Repeat the rows below word for word, leaving out any picture.

[Stored entries]
## Start

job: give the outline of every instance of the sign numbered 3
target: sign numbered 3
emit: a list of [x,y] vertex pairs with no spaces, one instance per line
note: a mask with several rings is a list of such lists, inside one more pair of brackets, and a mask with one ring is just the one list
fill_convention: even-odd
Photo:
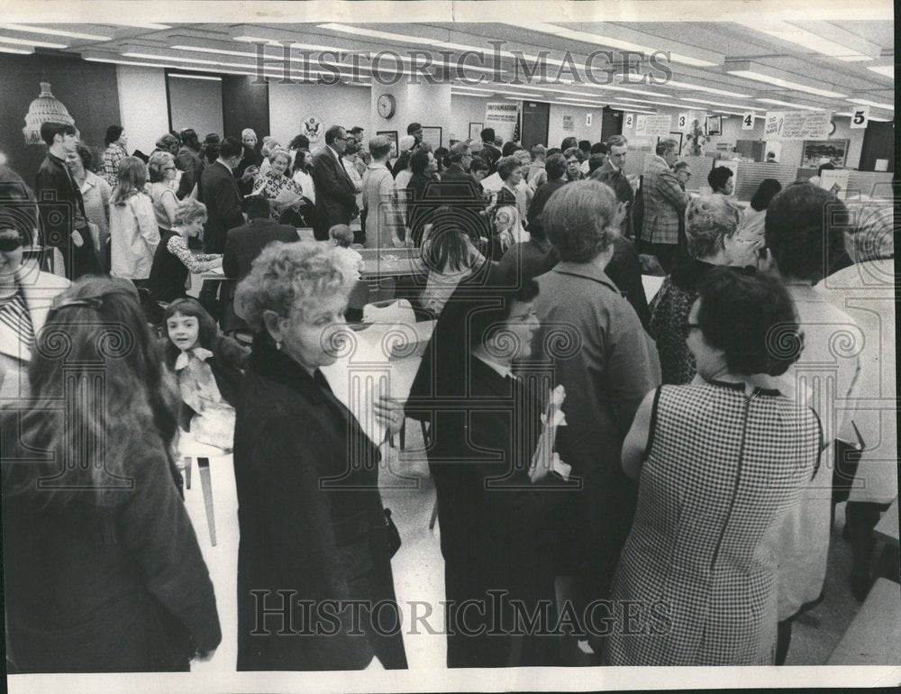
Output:
[[852,128],[866,128],[869,121],[869,106],[858,106],[851,114]]

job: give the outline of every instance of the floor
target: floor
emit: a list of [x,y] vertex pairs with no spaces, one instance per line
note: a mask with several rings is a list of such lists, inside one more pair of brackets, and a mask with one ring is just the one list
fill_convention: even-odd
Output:
[[[403,545],[395,556],[395,587],[397,599],[405,615],[404,641],[411,669],[443,668],[444,637],[430,634],[426,625],[440,630],[443,599],[443,560],[439,539],[441,528],[436,525],[429,530],[429,520],[434,502],[434,485],[422,452],[422,433],[419,425],[407,420],[405,449],[398,452],[389,448],[386,456],[386,470],[380,485],[382,498],[392,509],[396,524],[403,538]],[[851,571],[850,545],[842,539],[844,507],[839,505],[833,529],[826,572],[825,598],[810,612],[795,623],[791,648],[787,665],[825,664],[833,649],[841,640],[848,626],[857,615],[860,604],[851,597],[848,575]],[[420,616],[431,616],[420,621],[414,630],[408,606],[419,601],[415,610]],[[427,607],[428,606],[428,607]]]

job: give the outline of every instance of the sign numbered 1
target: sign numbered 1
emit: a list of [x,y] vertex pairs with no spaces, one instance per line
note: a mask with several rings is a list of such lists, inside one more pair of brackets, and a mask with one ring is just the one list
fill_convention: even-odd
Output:
[[852,128],[866,128],[869,121],[869,106],[858,106],[851,114]]

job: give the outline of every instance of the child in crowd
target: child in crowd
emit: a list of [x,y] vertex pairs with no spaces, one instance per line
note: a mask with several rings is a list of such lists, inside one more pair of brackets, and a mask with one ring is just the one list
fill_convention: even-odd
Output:
[[166,365],[181,392],[182,427],[196,441],[231,450],[234,404],[250,349],[220,334],[213,316],[195,298],[169,304],[163,326]]
[[359,244],[353,242],[353,232],[347,224],[335,224],[329,229],[329,238],[335,247],[344,279],[349,281],[359,279],[359,270],[363,267],[363,256],[356,250]]

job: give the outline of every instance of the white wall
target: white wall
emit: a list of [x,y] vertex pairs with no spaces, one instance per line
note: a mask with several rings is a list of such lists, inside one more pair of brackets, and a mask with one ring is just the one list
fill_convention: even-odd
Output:
[[[117,65],[119,111],[128,137],[128,151],[150,154],[169,131],[166,76],[159,68]],[[203,137],[203,135],[201,135]]]
[[336,123],[348,129],[354,125],[365,128],[367,140],[375,135],[376,129],[370,125],[369,87],[269,81],[269,131],[276,141],[287,147],[301,132],[300,123],[311,115],[323,122],[323,136],[310,144],[313,150],[325,146],[325,131]]
[[[470,123],[480,123],[485,127],[485,105],[488,101],[489,99],[479,96],[464,96],[459,94],[450,97],[450,132],[458,140],[469,137]],[[478,132],[476,141],[478,141]]]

## End

Finished exercise »
job: give the outline of every instance of the sign numbered 3
target: sign numbered 3
emit: a list of [x,y] vertex pairs with no spaces, one instance per line
note: a mask with several rings is a list of such lists, inside one more pair of brackets, and a mask with one ring is just the one list
fill_convention: even-odd
Photo:
Output:
[[852,128],[866,128],[869,121],[869,106],[858,106],[851,114]]

job: give the outline of every instance of the floor
target: floor
emit: a list of [x,y] vertex pairs with no spaces, one instance per line
note: a mask with several rings is a list of such lists, inside one more pair of brackets, and a mask with one ring is just the one list
fill_convention: even-odd
Output:
[[[403,545],[395,556],[395,587],[397,599],[405,615],[404,641],[411,669],[443,668],[444,637],[430,634],[426,625],[440,630],[443,599],[443,560],[439,539],[441,528],[436,525],[429,530],[429,520],[434,502],[434,485],[422,452],[422,433],[419,425],[407,420],[405,449],[398,452],[389,448],[386,456],[386,470],[380,485],[382,498],[392,509],[396,524],[403,538]],[[851,571],[850,545],[842,539],[844,507],[839,505],[833,529],[826,572],[825,598],[810,612],[795,623],[791,648],[787,665],[825,664],[833,649],[841,640],[848,626],[857,615],[860,604],[851,597],[848,575]],[[420,616],[431,616],[420,621],[414,630],[408,606],[419,601],[415,610]],[[427,607],[428,606],[428,607]]]

job: give the outline of every instance of the sign numbered 1
target: sign numbered 1
emit: a list of [x,y] vertex pairs with no spaces, one instance per line
note: a mask with several rings is a list of such lists, inside one more pair of brackets, and a mask with one ring is just the one list
fill_convention: even-odd
Output:
[[852,128],[866,128],[869,121],[869,106],[858,106],[851,114]]

job: give the outline of every instance of the child in crowd
target: child in crowd
emit: a list of [x,y] vertex pairs with no spaces, one instance per line
note: a mask with several rings is a list of such lists, inside one more pair of brackets, and a mask with one ring is just the one list
fill_convention: even-odd
Output:
[[166,365],[181,392],[182,427],[196,441],[231,450],[234,404],[250,349],[220,334],[213,316],[195,298],[169,304],[163,326]]
[[359,244],[353,242],[353,232],[347,224],[335,224],[329,229],[329,238],[335,247],[344,279],[349,281],[359,279],[359,270],[363,267],[363,256],[356,250]]

job: give the outline of every instance of the white wall
target: white wall
emit: a list of [x,y] vertex pairs with no spaces, one instance per line
note: a mask with several rings is a list of such lists, inside one more pair of brackets, and a mask with one ring is just the one list
fill_convention: even-odd
Output:
[[[117,65],[119,111],[128,137],[128,151],[150,154],[169,131],[166,76],[159,68]],[[203,137],[203,135],[201,135]]]
[[336,123],[348,129],[354,125],[365,128],[367,140],[375,135],[376,129],[370,125],[369,87],[269,81],[269,131],[276,141],[287,147],[301,132],[300,123],[311,115],[323,122],[323,136],[310,144],[313,150],[325,146],[325,131]]
[[[470,123],[480,123],[485,127],[485,105],[488,101],[489,99],[479,96],[464,96],[459,94],[450,97],[450,132],[458,140],[469,137]],[[478,132],[476,141],[478,141]]]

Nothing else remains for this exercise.